DOCUMENT SECTION:
Lying and Sense Motive between players. Who rolls?


Rules Discussion


Not sure which way this would go, since contested checks aren't a thing. I'm leaning towards the Sense Motive person rolling, as to not immediately give away the fact that the other PC is lying, but I was wondering if there's any official ruling.


The moving party rolls. The book suggests "secret" rolls for this, and for you to know all of your party's Perception DCs.


Salamileg wrote:
Not sure which way this would go, since contested checks aren't a thing. I'm leaning towards the Sense Motive person rolling, as to not immediately give away the fact that the other PC is lying, but I was wondering if there's any official ruling.

So, the Deception skill says to compare the result of the roll to the Perception DC of the people you're trying to fool.

Sense Motive says to compare the result to the Deception DC of the target.

Rarely does a PC lie in a game without the rest of the players knowing. Especially if they have to look to you to roll the Deception check for them.

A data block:
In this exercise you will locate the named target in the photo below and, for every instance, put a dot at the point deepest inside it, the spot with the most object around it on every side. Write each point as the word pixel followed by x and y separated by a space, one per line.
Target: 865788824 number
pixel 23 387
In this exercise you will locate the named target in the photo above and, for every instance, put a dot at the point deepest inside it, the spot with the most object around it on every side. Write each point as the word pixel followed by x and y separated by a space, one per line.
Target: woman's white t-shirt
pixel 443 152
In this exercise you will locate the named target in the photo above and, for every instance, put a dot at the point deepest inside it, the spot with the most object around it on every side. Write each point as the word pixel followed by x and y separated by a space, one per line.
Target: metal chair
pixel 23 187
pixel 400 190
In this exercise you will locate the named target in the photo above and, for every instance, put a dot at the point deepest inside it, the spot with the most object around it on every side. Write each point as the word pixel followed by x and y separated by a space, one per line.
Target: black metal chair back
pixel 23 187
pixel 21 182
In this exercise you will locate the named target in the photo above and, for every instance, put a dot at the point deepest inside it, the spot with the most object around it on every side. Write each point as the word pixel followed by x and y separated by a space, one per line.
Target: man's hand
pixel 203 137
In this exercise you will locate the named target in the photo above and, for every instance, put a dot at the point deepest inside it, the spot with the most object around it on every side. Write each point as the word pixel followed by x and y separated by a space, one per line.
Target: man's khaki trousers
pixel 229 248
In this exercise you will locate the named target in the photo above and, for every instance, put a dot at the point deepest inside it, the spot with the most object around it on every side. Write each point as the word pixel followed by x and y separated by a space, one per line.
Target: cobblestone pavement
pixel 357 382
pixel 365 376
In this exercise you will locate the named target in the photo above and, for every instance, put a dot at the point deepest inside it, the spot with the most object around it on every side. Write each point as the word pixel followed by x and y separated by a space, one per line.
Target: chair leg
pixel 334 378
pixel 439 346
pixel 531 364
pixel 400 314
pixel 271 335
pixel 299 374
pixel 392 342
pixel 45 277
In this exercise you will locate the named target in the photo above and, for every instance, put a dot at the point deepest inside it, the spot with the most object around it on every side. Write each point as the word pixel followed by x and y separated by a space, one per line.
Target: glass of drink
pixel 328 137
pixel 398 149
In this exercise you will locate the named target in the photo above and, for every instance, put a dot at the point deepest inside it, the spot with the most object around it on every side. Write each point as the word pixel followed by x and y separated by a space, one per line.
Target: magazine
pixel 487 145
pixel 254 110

TASKS TO PERFORM:
1: In the rules discussion, what does the Deception skill say to compare the roll's result to?
2: Reproduce the part of the rules discussion that opens with the words "So, the Deception" and closes with "of the target.".

RESULTS FOR THE EXERCISE:
1: The Perception DC of the people you're trying to fool.

2:
So, the Deception skill says to compare the result of the roll to the Perception DC of the people you're trying to fool.

Sense Motive says to compare the result to the Deception DC of the target.